--- begin Input material ---
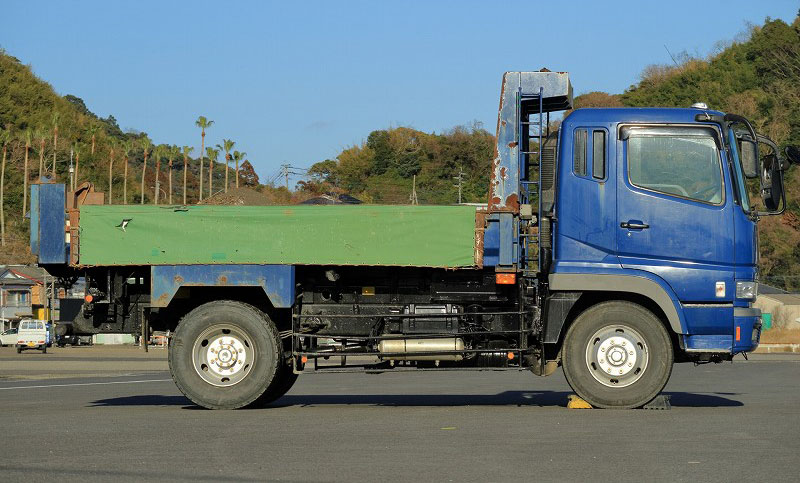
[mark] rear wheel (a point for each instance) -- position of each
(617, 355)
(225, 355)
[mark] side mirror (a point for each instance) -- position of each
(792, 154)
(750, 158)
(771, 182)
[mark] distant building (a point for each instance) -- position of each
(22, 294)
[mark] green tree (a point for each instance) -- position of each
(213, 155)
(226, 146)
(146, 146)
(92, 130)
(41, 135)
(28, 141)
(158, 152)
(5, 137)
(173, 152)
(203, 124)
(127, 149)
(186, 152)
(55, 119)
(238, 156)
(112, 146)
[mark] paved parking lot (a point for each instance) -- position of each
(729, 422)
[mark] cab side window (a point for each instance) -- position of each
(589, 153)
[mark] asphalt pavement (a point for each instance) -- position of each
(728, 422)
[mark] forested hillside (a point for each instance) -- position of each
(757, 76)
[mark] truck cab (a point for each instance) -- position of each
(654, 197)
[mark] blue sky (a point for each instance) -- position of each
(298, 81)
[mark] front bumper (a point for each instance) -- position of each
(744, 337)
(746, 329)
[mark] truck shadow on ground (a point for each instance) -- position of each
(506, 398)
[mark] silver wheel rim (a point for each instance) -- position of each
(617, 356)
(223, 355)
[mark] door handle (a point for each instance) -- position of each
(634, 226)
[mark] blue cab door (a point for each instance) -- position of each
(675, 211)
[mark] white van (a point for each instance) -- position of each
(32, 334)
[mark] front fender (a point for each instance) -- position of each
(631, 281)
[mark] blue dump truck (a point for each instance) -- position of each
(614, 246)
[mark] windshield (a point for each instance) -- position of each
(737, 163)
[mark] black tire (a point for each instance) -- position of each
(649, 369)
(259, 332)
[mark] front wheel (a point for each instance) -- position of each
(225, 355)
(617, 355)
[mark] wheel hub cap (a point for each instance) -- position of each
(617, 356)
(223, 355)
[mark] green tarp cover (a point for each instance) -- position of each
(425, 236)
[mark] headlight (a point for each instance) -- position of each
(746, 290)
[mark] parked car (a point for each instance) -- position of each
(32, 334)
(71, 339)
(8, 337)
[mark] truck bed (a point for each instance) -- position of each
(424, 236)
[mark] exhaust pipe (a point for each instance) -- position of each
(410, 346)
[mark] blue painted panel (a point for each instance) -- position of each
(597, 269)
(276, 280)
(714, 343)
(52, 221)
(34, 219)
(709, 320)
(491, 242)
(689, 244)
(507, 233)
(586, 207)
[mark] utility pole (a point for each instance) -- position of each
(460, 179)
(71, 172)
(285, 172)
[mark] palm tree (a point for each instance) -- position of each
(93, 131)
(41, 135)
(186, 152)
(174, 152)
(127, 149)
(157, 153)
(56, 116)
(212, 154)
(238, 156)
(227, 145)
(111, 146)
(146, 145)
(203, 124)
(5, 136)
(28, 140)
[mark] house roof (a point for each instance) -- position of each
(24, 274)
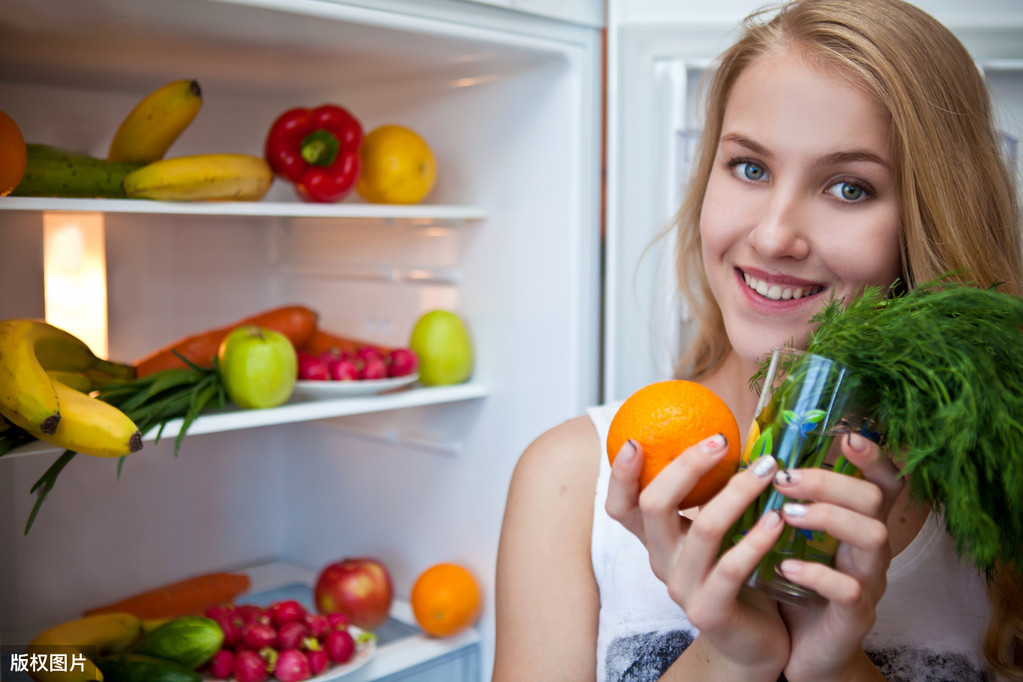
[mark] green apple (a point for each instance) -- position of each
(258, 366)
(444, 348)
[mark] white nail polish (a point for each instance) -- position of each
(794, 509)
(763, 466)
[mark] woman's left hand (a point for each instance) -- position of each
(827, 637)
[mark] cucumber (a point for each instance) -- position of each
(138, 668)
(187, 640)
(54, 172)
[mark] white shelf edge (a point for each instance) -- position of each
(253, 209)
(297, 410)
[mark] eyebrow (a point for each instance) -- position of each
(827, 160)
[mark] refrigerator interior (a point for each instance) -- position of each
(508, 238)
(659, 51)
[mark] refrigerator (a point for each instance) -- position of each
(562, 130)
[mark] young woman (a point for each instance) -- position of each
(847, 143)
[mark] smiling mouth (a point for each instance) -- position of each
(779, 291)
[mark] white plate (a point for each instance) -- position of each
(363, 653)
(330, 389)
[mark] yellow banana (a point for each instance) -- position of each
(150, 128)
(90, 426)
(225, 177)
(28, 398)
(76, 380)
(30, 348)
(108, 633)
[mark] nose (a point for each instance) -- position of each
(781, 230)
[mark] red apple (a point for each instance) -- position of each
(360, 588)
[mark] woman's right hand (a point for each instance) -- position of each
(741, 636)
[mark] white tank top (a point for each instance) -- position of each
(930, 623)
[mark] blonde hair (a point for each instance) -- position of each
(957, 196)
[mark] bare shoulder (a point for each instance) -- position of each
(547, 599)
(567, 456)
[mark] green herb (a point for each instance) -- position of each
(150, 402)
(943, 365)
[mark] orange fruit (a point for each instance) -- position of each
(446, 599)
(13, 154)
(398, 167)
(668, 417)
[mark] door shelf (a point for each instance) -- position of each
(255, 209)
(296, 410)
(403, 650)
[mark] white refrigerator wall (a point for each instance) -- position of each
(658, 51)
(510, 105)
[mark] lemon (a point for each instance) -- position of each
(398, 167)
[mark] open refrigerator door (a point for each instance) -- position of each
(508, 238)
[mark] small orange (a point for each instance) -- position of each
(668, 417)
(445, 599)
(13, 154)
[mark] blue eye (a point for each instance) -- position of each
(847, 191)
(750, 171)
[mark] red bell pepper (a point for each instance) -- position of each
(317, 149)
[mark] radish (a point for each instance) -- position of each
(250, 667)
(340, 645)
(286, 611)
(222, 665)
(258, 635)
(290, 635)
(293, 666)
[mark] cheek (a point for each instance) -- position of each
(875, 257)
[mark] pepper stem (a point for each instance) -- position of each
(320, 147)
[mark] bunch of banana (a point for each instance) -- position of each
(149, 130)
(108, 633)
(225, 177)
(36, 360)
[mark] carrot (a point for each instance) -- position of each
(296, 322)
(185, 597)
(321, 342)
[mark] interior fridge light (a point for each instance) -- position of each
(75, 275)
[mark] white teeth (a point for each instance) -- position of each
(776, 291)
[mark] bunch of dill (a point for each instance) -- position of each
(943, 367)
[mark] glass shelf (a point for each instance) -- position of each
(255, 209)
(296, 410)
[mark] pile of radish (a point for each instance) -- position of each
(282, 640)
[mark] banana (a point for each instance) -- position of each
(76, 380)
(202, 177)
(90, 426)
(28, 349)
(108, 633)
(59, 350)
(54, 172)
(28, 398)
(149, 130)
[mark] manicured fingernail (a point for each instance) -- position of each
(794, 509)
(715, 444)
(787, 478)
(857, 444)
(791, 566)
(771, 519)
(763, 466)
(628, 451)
--- end Input material ---
> [Brief] Rewrite all the items above with "position of each" changed to "location of each" and nothing else altered. Leave the pictures out of your answer.

> [Problem solution]
[mark] rear wheel (a point for each instance) -- location of each
(617, 355)
(225, 355)
[mark] side mirror (a point for each instance) -- location of each
(792, 154)
(750, 158)
(771, 182)
[mark] distant building (a point for each instance) -- location of each
(22, 294)
[mark] green tree (a point for each instance) -- location of each
(213, 155)
(226, 146)
(146, 146)
(92, 130)
(41, 135)
(28, 141)
(158, 152)
(5, 137)
(173, 152)
(203, 124)
(127, 149)
(186, 152)
(55, 119)
(238, 156)
(112, 146)
[mark] paved parking lot (a point for each instance) -- location of each
(729, 422)
[mark] cab side window (a point for each instance) -- location of each
(589, 153)
[mark] asphalt pavement (a point for each instance) -- location of each
(728, 422)
[mark] forested hillside (a point for each instance) -- location of each
(757, 76)
[mark] truck cab (a point for each instance) -- location of each
(654, 197)
[mark] blue sky (a point for each instance) -- location of each
(298, 81)
[mark] front bumper (a point for each instance) -- location of each
(744, 337)
(746, 329)
[mark] truck shadow on ground (a point for each instance) -- location of each
(506, 398)
[mark] silver wheel rim (a point for each instance) -- location of each
(617, 356)
(223, 355)
[mark] door handle (a point for each instance) -- location of each
(634, 226)
[mark] blue cab door (a point for each instance) -- location of each
(675, 211)
[mark] white van (a point for each instance) -- location of each
(32, 334)
[mark] front fender (a point for each instance) -- location of each
(631, 281)
[mark] blue dump truck (a point for each instance) -- location of each
(614, 246)
[mark] windshield (a point for each instance) -- location of each
(737, 163)
[mark] black tire (a point for each instance) -- location of each
(649, 369)
(259, 332)
[mark] front wheel (a point for each instance) -- location of each
(225, 355)
(617, 355)
[mark] wheel hub cap (a point for each instance) -- location of each
(617, 356)
(223, 355)
[mark] green tarp cover (a point for each instance) -- location of each
(425, 236)
[mark] headlight (a point for each instance) -- location of each
(746, 290)
[mark] parked car (a point for each instance) -- location of each
(32, 334)
(71, 339)
(8, 337)
[mark] truck bed (a point for each instance) -- location of each
(424, 236)
[mark] exhaust pipe (a point for each instance) -- location of each
(410, 346)
[mark] blue painted panel (a point for each instance) -- location of each
(597, 269)
(276, 280)
(714, 343)
(52, 221)
(34, 219)
(709, 320)
(491, 242)
(689, 244)
(507, 233)
(586, 207)
[mark] utility pole (a point for each instance) -- location of each
(460, 179)
(71, 172)
(285, 172)
[mark] palm tree (a point for each instance) -- location of each
(93, 131)
(41, 135)
(186, 152)
(174, 152)
(127, 149)
(157, 153)
(56, 116)
(212, 154)
(238, 156)
(227, 145)
(111, 146)
(146, 145)
(203, 124)
(5, 136)
(28, 140)
[mark] house roof (a point for each instance) -- location of each
(24, 274)
[mark] green apple (a point for each instance) -- location of each
(258, 366)
(444, 348)
[mark] white nail polish (a point for each instance) -- location of each
(794, 509)
(763, 466)
[mark] woman's left hand (a point for each instance) -- location of each
(827, 637)
[mark] cucumber (a point for each instance) -- location of each
(138, 668)
(187, 640)
(54, 172)
[mark] white shelf edge (a point for each instance) -- location of each
(253, 209)
(297, 410)
[mark] eyebrow (a point for each instance) -- location of each
(827, 160)
[mark] refrigerator interior (a point for each instance) -- location of each
(508, 238)
(659, 51)
[mark] refrigerator (a point for each instance) -- location of each
(562, 130)
[mark] young woman (a point for each instance) -- location of each
(847, 143)
[mark] smiling mouth (a point for each instance) -- location of each
(779, 291)
[mark] white plate (a point for each instance) -- location of each
(363, 653)
(330, 389)
[mark] yellow banana (a point for each instance) -- location of each
(150, 128)
(90, 426)
(225, 177)
(28, 398)
(76, 380)
(30, 348)
(108, 633)
[mark] nose (a point for each instance) -- location of each
(781, 230)
[mark] red apple (a point for each instance) -- location of each
(360, 588)
[mark] woman's right hand (a point for each instance) -- location of each
(741, 636)
[mark] white tank top (a point for each instance) -- location of each
(930, 623)
[mark] blonde hair (a point for each instance) -- location of each
(957, 196)
[mark] bare shoulder (a point for each instance) -- location of each
(547, 599)
(567, 456)
[mark] green herb (a point for each instance) -- location of each
(150, 402)
(943, 365)
[mark] orange fruit (a point for each instance) -- location of each
(446, 599)
(13, 154)
(398, 167)
(668, 417)
[mark] door shelf (a point for each instance) -- location of each
(255, 209)
(296, 410)
(403, 650)
[mark] white refrigerator wall (a point for each instance) -- location of each
(658, 51)
(510, 105)
[mark] lemon (a point for each instance) -- location of each
(398, 167)
[mark] open refrigerator door (a point for each instance) -- location of each
(508, 238)
[mark] small orange (a point for each instance) -- location of each
(668, 417)
(445, 599)
(13, 154)
[mark] blue eye (a point for each instance) -- location of each
(847, 191)
(750, 171)
[mark] red bell pepper (a point for each instance) -- location of each
(317, 149)
[mark] radish (a point for each instance) -- location of each
(250, 667)
(340, 645)
(286, 611)
(222, 665)
(258, 635)
(290, 635)
(293, 666)
[mark] cheek (a point for each instance) -- location of each
(875, 257)
[mark] pepper stem (a point for each instance) -- location of each
(320, 147)
[mark] bunch of banana (a point for each instance) -- location of each
(149, 130)
(108, 633)
(225, 177)
(36, 360)
[mark] carrot (a point for each instance) -- location of each
(296, 322)
(185, 597)
(321, 342)
[mark] interior fridge light (a point for each instance) -- location of each
(75, 275)
[mark] white teeth (a point for each instance) -- location of each
(776, 291)
[mark] bunch of dill (a point for each instance) -- location of each
(943, 367)
[mark] glass shelf (a point for each instance) -- location of each
(255, 209)
(296, 410)
[mark] pile of radish (a point for each instance) -- location of each
(282, 640)
[mark] banana (a point for each instance) -- location of each
(76, 380)
(202, 177)
(90, 426)
(28, 349)
(108, 633)
(59, 350)
(54, 172)
(28, 398)
(149, 130)
[mark] manicured fingernail (a point for each instance) -- location of each
(794, 509)
(715, 444)
(787, 478)
(857, 444)
(791, 566)
(771, 519)
(763, 466)
(628, 451)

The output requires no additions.